▶ **Challenge 1**
Please convert the records below to a two-column CSV with the header columns "record_text" and "answer", one row per record, with each field quoted and any line breaks replaced by spaces. Begin at the line that has "Task: point to every instance of the aquatic" and stop after the last of the records.

▶ **Extracted text**
— BEGIN —

In nature, beauty is often to be equivalent with being strong in survival skills, reproduction and protection. The perception of beauty herself can be found in the golden ratio, which mathematically describes human’s evolutionary perception of the "best solution" while interacting as a being within nature. Therefore, we might define our inclination towards beauty as an evolutionary "optimization method generated by nature".  This paper demonstrated that it is worthwhile going back in time, challenging modern methodology of research methods by analyzing solutions generated by nature herself. First steps along this trail have been made experimentally and promising insights have been generated applying the "golden ratio approach" to State-of-the-Art optical systems design. Although the golden ratio approach to optical design reported in this paper generated impressive preliminary results, we must of course take into account that all “optimization techniques” installed by nature do not contain the claim to absoluteness but to evolutionary trial and error survival of the best. The golden ratio approach is in authors’ conviction a perfect complementary method to the application of modern high technology software tools based on Snellius law, only. Therefore, it is true, that by analyzing the past we gain insights that might help us to design an optimum future; even in optics technologies. The idea of the authors was continued. The Swiss company Fishba became interested in its application in production, and the results of joint research of scientists and business representatives were presented in a report in September 2021 at the EOS conference on ultrafast optical technologies and applications, Rome, Italy (13-17 September 2021, EOS meeting on Ultrafast optical technologies and applications, Rome, Italy).

— END —

Dataset rows on where objects appear:
— BEGIN —

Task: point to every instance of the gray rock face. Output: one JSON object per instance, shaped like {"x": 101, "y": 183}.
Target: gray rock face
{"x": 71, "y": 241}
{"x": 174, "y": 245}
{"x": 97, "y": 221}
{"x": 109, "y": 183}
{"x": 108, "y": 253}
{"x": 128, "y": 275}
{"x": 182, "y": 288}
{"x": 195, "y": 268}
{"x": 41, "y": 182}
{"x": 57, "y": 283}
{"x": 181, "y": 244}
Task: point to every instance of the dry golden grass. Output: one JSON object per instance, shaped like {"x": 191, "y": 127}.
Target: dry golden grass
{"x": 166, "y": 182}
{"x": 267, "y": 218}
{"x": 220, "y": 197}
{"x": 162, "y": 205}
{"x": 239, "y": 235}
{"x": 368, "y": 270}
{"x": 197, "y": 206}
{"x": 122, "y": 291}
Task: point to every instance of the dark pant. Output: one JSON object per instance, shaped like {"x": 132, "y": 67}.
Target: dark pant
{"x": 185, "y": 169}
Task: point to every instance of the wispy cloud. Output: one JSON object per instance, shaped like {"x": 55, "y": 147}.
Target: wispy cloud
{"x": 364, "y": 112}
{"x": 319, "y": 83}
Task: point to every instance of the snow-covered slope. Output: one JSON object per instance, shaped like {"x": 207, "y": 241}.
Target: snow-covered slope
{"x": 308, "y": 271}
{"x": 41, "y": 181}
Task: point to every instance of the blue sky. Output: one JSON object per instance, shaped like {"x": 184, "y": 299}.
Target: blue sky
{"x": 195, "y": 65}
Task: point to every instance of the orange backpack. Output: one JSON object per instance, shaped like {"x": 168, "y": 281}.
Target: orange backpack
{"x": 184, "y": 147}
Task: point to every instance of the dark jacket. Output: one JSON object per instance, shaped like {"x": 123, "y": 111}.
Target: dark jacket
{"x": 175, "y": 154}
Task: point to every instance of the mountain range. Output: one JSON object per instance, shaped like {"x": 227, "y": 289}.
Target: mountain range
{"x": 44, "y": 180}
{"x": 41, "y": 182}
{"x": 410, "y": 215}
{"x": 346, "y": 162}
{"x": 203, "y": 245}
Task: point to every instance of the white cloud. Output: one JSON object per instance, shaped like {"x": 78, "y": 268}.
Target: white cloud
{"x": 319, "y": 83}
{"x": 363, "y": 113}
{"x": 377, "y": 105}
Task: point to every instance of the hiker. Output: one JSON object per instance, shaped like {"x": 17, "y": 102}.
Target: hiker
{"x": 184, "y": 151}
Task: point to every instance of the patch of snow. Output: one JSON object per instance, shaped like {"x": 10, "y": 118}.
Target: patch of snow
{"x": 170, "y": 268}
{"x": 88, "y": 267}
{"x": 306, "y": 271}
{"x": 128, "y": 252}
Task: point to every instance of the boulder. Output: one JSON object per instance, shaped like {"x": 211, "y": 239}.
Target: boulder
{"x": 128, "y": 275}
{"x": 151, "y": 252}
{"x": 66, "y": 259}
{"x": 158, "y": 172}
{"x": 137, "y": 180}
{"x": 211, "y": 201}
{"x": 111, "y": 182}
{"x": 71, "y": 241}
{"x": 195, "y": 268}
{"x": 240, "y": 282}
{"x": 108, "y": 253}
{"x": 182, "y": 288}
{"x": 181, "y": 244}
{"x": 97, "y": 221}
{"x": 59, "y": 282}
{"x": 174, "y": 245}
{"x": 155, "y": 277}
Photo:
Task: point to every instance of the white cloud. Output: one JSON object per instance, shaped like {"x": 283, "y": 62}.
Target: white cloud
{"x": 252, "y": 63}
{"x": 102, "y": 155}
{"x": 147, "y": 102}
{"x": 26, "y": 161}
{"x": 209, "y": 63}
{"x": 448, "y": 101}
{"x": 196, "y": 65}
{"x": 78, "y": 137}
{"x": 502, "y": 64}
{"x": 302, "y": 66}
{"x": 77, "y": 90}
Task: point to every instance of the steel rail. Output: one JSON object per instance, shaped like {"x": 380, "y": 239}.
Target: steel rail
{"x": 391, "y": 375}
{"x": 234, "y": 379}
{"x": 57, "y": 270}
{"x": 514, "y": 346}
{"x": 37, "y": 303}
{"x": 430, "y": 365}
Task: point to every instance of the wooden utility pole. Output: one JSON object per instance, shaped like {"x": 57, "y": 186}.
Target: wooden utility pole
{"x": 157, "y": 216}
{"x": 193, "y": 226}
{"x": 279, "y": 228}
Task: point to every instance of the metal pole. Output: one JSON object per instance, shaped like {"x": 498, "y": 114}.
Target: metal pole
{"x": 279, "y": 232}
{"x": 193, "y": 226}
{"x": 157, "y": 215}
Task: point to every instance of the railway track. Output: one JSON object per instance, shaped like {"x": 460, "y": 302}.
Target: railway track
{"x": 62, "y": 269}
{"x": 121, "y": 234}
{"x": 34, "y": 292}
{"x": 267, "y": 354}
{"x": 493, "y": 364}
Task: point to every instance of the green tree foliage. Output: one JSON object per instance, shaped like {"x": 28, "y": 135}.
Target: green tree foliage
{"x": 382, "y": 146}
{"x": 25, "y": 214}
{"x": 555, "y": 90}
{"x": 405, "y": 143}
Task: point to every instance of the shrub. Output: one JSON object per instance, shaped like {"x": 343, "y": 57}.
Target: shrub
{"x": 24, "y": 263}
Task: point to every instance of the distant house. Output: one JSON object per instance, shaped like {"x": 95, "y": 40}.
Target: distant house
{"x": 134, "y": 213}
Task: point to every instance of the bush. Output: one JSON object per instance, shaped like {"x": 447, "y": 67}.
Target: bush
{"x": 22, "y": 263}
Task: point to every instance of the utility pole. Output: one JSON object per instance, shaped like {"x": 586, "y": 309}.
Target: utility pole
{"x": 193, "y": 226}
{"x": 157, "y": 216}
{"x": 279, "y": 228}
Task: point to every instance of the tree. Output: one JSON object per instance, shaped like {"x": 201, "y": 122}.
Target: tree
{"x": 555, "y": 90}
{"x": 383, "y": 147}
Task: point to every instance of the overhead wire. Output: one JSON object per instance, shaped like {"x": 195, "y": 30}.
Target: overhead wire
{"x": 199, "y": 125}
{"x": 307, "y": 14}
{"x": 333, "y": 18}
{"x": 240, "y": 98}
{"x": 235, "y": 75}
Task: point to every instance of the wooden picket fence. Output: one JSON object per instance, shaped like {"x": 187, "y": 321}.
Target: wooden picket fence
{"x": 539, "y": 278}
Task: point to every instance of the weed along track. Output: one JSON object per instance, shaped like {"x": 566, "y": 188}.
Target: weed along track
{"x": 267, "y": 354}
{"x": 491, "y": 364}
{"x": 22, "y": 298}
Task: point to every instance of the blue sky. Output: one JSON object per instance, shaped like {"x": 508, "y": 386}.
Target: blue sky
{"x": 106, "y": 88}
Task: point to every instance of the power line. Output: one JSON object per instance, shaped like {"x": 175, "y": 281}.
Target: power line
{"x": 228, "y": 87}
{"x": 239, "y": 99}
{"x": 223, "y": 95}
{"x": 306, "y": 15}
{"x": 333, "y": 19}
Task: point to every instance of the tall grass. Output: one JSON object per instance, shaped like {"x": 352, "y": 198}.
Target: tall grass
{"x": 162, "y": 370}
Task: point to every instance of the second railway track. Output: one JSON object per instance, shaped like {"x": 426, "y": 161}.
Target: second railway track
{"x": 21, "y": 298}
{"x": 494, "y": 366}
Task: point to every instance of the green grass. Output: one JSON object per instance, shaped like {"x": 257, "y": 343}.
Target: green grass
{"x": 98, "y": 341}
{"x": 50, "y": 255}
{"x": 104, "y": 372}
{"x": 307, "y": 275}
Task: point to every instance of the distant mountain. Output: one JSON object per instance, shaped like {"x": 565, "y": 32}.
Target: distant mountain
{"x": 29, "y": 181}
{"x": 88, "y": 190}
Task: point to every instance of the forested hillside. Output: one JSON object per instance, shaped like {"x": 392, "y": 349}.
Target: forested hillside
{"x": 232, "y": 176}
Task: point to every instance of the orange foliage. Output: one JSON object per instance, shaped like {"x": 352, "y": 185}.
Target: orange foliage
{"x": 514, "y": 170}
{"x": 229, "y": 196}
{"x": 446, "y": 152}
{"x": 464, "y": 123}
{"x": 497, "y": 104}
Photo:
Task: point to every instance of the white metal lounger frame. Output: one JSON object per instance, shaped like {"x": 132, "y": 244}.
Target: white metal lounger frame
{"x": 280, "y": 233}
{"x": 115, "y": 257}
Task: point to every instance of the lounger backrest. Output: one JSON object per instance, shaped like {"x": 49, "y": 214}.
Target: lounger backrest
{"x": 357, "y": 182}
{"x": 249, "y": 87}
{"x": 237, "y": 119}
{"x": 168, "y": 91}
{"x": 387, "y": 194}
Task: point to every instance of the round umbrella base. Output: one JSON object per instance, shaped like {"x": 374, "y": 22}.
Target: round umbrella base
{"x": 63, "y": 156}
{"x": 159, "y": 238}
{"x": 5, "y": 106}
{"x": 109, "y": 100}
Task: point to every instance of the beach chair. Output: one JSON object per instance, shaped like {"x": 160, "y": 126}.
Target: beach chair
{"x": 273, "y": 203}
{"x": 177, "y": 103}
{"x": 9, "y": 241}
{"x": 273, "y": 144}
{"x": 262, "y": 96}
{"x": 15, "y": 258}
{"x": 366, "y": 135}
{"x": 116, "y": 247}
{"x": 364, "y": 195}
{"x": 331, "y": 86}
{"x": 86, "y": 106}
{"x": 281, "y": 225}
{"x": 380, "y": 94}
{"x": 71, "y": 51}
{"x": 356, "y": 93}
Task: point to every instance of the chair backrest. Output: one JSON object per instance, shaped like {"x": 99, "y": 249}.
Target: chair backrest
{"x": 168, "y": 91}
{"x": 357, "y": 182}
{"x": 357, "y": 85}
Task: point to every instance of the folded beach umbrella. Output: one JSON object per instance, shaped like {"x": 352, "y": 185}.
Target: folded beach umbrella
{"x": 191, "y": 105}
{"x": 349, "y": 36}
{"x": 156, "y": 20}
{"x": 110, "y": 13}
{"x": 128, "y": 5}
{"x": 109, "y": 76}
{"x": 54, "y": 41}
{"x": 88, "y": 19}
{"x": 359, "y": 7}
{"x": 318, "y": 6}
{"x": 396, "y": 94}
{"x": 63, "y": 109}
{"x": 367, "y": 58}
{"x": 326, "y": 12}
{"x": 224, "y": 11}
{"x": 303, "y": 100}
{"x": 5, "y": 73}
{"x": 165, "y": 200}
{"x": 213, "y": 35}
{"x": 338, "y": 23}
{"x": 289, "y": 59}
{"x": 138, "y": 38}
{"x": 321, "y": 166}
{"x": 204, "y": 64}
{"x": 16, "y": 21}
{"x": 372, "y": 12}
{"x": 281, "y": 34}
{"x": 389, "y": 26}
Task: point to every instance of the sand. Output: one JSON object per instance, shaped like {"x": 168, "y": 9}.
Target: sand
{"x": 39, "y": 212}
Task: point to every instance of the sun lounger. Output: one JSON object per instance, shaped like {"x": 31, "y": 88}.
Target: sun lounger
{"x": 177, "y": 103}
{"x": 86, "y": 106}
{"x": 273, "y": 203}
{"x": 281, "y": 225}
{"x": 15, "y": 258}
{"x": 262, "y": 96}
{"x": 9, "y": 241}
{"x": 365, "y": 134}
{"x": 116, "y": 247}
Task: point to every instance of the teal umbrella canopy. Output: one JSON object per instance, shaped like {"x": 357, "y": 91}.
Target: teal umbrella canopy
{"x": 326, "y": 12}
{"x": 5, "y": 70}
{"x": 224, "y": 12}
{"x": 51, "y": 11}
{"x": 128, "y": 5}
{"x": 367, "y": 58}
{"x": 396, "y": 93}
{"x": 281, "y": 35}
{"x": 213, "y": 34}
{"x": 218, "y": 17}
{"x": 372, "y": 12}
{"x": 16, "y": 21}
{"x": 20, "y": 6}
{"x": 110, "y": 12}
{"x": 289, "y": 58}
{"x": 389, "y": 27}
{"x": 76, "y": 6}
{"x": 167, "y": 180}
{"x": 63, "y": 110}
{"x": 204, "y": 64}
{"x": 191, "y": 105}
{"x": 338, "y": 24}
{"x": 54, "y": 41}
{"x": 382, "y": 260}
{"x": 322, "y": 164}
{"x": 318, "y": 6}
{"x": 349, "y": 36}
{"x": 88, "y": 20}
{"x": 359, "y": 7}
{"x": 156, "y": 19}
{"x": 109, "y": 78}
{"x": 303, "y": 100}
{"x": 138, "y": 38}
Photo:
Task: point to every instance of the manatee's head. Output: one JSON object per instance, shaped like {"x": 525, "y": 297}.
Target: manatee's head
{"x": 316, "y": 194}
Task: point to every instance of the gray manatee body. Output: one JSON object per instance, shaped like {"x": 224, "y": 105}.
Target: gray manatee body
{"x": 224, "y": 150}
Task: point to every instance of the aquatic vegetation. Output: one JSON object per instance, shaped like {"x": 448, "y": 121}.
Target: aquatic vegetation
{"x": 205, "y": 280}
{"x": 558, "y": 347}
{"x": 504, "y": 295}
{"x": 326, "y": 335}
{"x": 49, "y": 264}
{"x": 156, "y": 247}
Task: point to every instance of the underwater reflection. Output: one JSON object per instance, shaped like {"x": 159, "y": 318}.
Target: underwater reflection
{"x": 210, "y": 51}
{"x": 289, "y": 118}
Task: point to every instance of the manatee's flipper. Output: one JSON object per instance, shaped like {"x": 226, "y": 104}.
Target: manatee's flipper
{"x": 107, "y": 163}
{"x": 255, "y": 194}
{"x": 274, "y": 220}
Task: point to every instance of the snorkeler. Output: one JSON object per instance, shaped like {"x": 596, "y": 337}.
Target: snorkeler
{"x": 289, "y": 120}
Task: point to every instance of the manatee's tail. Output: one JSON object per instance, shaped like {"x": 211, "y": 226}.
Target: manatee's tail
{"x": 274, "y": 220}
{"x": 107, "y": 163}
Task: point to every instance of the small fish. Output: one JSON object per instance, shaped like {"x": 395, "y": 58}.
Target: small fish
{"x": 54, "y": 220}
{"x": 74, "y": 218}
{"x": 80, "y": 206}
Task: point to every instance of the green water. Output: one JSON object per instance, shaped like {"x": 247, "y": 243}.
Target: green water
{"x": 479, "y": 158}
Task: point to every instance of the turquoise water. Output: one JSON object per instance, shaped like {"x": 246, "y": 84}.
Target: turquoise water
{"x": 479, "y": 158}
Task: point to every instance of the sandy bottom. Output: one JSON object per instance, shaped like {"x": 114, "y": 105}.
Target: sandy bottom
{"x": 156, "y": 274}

— END —

▶ **Challenge 2**
In the golden ratio text, which Swiss company became interested in applying the idea in production?

▶ **Right answer 1**
record_text,answer
"Task: point to every instance of the aquatic vegetation. Output: one JSON object per instance, shaped like {""x"": 448, ""y"": 121}. Target: aquatic vegetation","{""x"": 205, ""y"": 280} {""x"": 558, ""y"": 347} {""x"": 504, ""y"": 295} {""x"": 326, ""y"": 335} {""x"": 49, ""y"": 264} {""x"": 156, ""y"": 247}"
"Task: point to every instance of the underwater reflection. Output: one JSON object per instance, shaped like {""x"": 159, ""y"": 318}. Target: underwater reflection","{""x"": 210, ""y"": 51} {""x"": 289, ""y"": 118}"
"Task: point to every instance of the manatee's flipper. Output: one JSON object per instance, shaped like {""x"": 226, ""y"": 104}. Target: manatee's flipper","{""x"": 107, ""y"": 163} {""x"": 255, ""y"": 194} {""x"": 274, ""y"": 220}"
"Task: point to every instance of the snorkeler. Output: one JSON object per instance, shaped like {""x"": 596, ""y"": 337}. Target: snorkeler","{""x"": 289, ""y"": 120}"
"Task: point to every instance of the manatee's tail. Output: one JSON object per instance, shaped like {""x"": 211, ""y"": 226}. Target: manatee's tail","{""x"": 274, ""y"": 220} {""x"": 107, ""y"": 163}"
"Task: point to every instance of the small fish. Output: one JSON object per instance, shaped like {""x"": 395, ""y"": 58}. Target: small fish","{""x"": 54, ""y"": 220} {""x"": 74, ""y"": 218} {""x"": 80, ""y"": 206}"
"Task: point to every instance of the green water. Output: one JSON object per instance, shaped like {""x"": 247, ""y"": 243}. Target: green water","{""x"": 479, ""y"": 158}"
"Task: point to every instance of the turquoise water. Output: one JSON object per instance, shaped like {""x"": 246, ""y"": 84}. Target: turquoise water","{""x"": 479, ""y"": 158}"
"Task: point to every instance of the sandy bottom. Output: one JSON object per instance, shaped like {""x"": 114, ""y"": 105}. Target: sandy bottom","{""x"": 156, ""y"": 274}"

▶ **Right answer 2**
Fishba